Copy the material below line for line, with no changes.

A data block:
-*-

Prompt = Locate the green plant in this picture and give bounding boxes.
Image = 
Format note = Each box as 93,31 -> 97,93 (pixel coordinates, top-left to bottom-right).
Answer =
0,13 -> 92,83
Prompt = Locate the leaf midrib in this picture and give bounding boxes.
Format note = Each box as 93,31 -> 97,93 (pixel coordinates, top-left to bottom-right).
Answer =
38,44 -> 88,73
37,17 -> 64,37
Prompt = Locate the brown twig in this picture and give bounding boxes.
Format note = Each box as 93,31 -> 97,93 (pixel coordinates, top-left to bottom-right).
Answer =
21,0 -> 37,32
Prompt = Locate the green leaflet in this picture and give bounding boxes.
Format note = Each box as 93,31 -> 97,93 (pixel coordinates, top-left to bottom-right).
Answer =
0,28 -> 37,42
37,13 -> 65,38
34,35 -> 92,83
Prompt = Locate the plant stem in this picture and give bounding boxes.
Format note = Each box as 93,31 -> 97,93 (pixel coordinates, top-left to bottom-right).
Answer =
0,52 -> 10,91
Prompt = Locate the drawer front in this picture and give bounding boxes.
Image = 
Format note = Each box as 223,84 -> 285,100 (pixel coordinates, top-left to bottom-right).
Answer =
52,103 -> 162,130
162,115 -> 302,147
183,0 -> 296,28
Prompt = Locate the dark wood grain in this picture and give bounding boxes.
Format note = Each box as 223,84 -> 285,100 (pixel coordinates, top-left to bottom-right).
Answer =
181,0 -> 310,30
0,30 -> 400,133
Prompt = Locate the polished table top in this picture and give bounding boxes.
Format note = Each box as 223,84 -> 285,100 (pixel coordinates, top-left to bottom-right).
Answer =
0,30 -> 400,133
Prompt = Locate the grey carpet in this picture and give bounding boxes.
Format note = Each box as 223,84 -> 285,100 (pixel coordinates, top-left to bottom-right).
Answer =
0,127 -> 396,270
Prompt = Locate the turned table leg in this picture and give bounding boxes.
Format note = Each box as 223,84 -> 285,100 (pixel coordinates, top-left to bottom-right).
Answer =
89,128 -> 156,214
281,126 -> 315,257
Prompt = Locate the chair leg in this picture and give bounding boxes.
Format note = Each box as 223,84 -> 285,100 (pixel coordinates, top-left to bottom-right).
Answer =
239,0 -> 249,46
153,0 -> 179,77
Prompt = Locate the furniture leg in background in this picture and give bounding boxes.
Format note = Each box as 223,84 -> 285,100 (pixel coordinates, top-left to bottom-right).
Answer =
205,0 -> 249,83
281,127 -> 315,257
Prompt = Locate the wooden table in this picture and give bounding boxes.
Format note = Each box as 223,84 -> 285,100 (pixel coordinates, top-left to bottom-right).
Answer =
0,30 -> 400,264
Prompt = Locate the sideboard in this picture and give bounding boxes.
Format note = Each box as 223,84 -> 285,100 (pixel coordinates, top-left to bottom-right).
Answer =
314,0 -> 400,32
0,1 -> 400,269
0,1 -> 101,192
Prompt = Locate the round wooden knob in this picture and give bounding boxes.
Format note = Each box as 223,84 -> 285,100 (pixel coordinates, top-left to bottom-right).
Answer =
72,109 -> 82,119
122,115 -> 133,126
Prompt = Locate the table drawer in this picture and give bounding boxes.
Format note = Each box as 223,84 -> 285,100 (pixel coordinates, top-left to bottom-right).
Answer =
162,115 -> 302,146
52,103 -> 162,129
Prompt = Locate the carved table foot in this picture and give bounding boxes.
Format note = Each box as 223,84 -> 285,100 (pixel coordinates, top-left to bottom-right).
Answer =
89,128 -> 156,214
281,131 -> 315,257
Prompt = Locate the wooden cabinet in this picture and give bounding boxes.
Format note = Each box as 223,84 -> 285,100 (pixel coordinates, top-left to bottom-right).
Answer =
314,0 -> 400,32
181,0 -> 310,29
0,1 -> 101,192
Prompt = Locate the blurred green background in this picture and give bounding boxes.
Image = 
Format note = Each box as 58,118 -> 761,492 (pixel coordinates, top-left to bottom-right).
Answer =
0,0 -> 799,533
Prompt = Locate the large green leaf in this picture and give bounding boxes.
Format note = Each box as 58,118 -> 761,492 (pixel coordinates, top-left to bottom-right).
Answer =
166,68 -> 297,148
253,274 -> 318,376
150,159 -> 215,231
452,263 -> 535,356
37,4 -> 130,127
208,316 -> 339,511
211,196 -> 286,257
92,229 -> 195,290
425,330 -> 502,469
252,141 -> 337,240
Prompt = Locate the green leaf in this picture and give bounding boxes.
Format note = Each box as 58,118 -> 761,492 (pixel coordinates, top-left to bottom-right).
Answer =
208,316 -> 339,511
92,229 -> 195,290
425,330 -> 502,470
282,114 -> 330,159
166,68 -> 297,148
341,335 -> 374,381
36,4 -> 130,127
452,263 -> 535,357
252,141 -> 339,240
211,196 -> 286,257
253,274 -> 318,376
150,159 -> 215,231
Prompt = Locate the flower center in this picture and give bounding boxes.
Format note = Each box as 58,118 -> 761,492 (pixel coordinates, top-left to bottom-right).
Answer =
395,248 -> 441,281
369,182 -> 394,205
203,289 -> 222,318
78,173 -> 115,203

-*-

Written solution:
Prompt = Locate the green plant in this picture and give bounding boxes.
Image = 
Format note = Each box as 93,31 -> 97,93 (pixel coordinates, top-left to bottom-right).
Answer =
0,13 -> 92,83
Prompt = Locate the leaf midrib in this picture and give bounding boxes.
Format note = Each box as 93,31 -> 97,93 (pixel coordinates, top-left to bottom-right).
Answer =
38,44 -> 88,73
37,17 -> 64,37
Prompt = Locate the brown twig in this picture and give bounding boxes.
Format note = Each box as 93,31 -> 97,93 (pixel coordinates, top-left to bottom-right).
Answer =
21,0 -> 37,32
Prompt = Locate the green leaflet in this picture and give bounding boxes.
Format note = Each box as 93,31 -> 97,93 (pixel coordinates, top-left to bottom-right).
Answer =
0,28 -> 37,42
37,13 -> 65,38
34,35 -> 92,83
Prompt = Locate the plant stem in this picture and give bounding boxes.
Format note = Each box as 93,31 -> 97,93 (pixel coordinates, top-left to bottom-right).
Answer =
0,52 -> 10,91
Prompt = Locate the drawer front in this picture and give bounding boxes.
Image = 
Format note = Each box as 223,84 -> 285,100 (pixel coordinates, top-left to bottom-right).
Answer =
52,103 -> 162,130
162,115 -> 302,147
183,0 -> 296,28
Prompt = Locate the dark wood grain in this picture and give bounding boxes.
Format note = Each box as 223,84 -> 285,100 (pixel coordinates, top-left to bottom-right).
Answer =
181,0 -> 310,30
0,30 -> 400,133
Prompt = Locate the polished table top in this picture and give bounding boxes.
Format note = Each box as 223,84 -> 285,100 (pixel coordinates, top-left to bottom-right).
Answer =
0,30 -> 400,133
Prompt = Locate the grey carpet in this picture and give bounding boxes.
Format note = Each box as 223,84 -> 285,100 (pixel coordinates, top-left to bottom-right).
Answer =
0,127 -> 396,270
Prompt = Locate the turned table leg in this picture and give bounding boxes.
Format note = Each box as 223,84 -> 285,100 (pixel coordinates, top-left to bottom-right).
Answer =
89,128 -> 156,214
281,126 -> 315,257
Prompt = Locate the chair leg in this picture and give bounding boxes.
Format note = Each box as 223,84 -> 285,100 (pixel coordinates, top-left to bottom-right).
Answer =
239,0 -> 249,46
153,0 -> 179,77
Prompt = Locate the furniture leg in background in this picture and give bounding boxes.
Format note = Each box as 223,84 -> 285,100 (pixel coordinates, top-left to bottom-right).
Answer =
205,0 -> 249,83
281,127 -> 315,257
Prompt = Locate the wooden table in this picture and give bounding boxes.
Format note = Each box as 223,84 -> 285,100 (pixel coordinates, top-left to bottom-right).
Answer =
0,30 -> 400,264
Prompt = Locate the sideboard in this picture and give bounding boxes.
Format note = Each box as 223,84 -> 285,100 (pixel coordinates, top-left to bottom-right).
Answer =
314,0 -> 400,32
0,1 -> 400,269
0,1 -> 101,192
Prompt = Locate the round wooden knob in this picture and give bounding boxes.
Format note = Each box as 223,84 -> 285,100 (pixel coordinates, top-left to bottom-right).
Answer =
72,109 -> 82,119
122,115 -> 133,126
Prompt = Locate the table drawer in this picture and give bounding boxes.
Format note = Each box as 223,84 -> 285,100 (pixel coordinates, top-left to bottom-right).
Answer =
162,115 -> 302,146
52,103 -> 162,129
Prompt = Locate the carved table foot in this picture and give bounding boxes.
Format note = Each box as 223,84 -> 285,100 (pixel coordinates, top-left to bottom-right).
Answer =
89,128 -> 156,214
281,131 -> 315,257
Prompt = Locate the wooden cabinet in this picture and give bounding boxes.
Format note = Each box as 223,84 -> 285,100 (pixel coordinates, top-left to bottom-right).
Answer =
314,0 -> 400,32
181,0 -> 310,29
0,1 -> 101,192
Prompt = Locate the blurred green background in this picture and give bounding boxes.
Image = 
Format note = Each box as 58,118 -> 761,492 (pixel coordinates, top-left to bottom-right).
Answer =
0,0 -> 799,533
Prompt = Locate the large green leaf in this picture and give bounding boxes.
Format note = Each box as 58,118 -> 761,492 (pixel coordinates, top-left to bottom-right).
Answer =
166,68 -> 297,148
253,274 -> 318,376
150,159 -> 215,231
452,263 -> 535,356
37,4 -> 130,127
208,316 -> 339,511
211,196 -> 286,257
92,229 -> 195,290
425,330 -> 502,469
252,141 -> 337,240
Prompt = Locate the green leaf in this picture and give bounding boxes.
Format note = Each box as 58,118 -> 761,492 (pixel coordinates, top-left to bottom-right).
Answer =
208,316 -> 339,511
92,229 -> 195,290
425,330 -> 502,470
282,114 -> 330,159
166,68 -> 297,148
341,335 -> 374,381
36,4 -> 130,127
452,263 -> 535,357
252,141 -> 339,240
211,196 -> 286,257
253,274 -> 318,376
150,159 -> 215,231
Prompt = Locate the flower center in this picture and give bounding boxes.
Format note = Each box as 58,118 -> 761,492 (pixel coordinates, top-left to bottom-right).
Answer =
395,248 -> 441,281
369,182 -> 394,205
203,289 -> 222,318
78,173 -> 115,203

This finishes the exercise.